*Excerpt to read*.
Start

1 Introduction/Background

The focus of this Case study is data cleaning of “messy” data. The focus of our analysis is the Cherry Blossom 10 mile race held annually in Washington, DC. The race was created in 1973 as a training event for top-tier runners training for the Boston Marathon. However, its popularity has grown considerably since then and become recognized as its own unique challenge in the racing community. The website cherryblossom.org has listed race results since 1973. We will be examining the years 1999 to 2012. We chose question 7 from Nolan and Lang for our analysis. Which asks to re-create the men’s web scraping and data cleaning process and create a dataframe for the women’s race results from 1999-2012.

2 Methodology

Nolan and Lang start us off on the data cleaning process by demonstrating what needed to be done to the mens data in order to transform it into useable data. They accomplished this through regex functions and data manipulation. We applied similar techniques with different R libraries to the womens data in order to generate a dataframe of womens results. We’ve listed off some of these techniques in a table below. For more detailed information on data manipulation, we’ve also commented each code block to give the grader better insight into the actions performed.

End

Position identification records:
Start

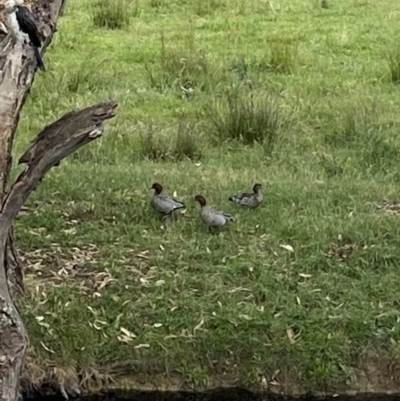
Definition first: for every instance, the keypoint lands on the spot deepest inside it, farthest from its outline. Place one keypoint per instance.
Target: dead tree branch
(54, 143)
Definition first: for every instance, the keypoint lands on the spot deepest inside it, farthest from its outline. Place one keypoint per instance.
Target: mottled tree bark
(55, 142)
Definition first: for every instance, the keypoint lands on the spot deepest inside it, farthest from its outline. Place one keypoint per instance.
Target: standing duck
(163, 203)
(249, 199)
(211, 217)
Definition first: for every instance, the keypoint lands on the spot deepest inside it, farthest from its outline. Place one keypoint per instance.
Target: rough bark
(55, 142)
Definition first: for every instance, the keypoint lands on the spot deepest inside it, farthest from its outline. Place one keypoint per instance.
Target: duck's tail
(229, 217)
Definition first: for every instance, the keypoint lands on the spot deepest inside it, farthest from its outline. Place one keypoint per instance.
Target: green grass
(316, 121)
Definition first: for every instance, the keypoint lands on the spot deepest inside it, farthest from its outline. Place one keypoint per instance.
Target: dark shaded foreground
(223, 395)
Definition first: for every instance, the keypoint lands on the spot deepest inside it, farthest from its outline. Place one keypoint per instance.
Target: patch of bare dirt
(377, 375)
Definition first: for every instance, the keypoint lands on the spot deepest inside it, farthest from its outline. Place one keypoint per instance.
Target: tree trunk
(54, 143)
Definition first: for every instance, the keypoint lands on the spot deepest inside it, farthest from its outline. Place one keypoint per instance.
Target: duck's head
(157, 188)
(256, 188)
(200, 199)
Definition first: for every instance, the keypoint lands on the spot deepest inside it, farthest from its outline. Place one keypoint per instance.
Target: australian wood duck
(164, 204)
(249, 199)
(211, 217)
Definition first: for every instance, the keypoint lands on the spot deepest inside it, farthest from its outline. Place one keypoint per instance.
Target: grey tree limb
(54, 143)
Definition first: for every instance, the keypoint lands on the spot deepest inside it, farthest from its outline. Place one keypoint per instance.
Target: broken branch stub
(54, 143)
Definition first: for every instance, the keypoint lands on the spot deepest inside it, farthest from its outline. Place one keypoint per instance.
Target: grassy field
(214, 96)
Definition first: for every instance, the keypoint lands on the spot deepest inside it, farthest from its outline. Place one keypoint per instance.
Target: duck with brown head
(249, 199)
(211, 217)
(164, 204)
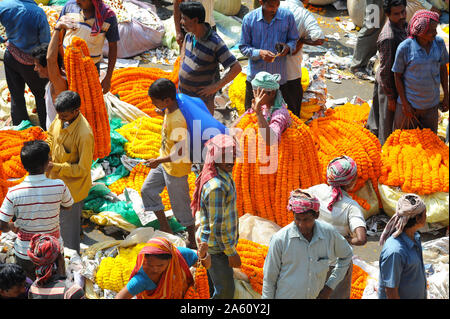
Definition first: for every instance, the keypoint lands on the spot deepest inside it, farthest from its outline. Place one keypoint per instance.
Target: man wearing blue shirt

End

*Exercise prompt*. From the case study on cleaning the Cherry Blossom race data above, reproduce word for word the stretch from "1 Introduction/Background" through "results from 1999-2012.".

*The completed task*.
1 Introduction/Background

The focus of this Case study is data cleaning of “messy” data. The focus of our analysis is the Cherry Blossom 10 mile race held annually in Washington, DC. The race was created in 1973 as a training event for top-tier runners training for the Boston Marathon. However, its popularity has grown considerably since then and become recognized as its own unique challenge in the racing community. The website cherryblossom.org has listed race results since 1973. We will be examining the years 1999 to 2012. We chose question 7 from Nolan and Lang for our analysis. Which asks to re-create the men’s web scraping and data cleaning process and create a dataframe for the women’s race results from 1999-2012.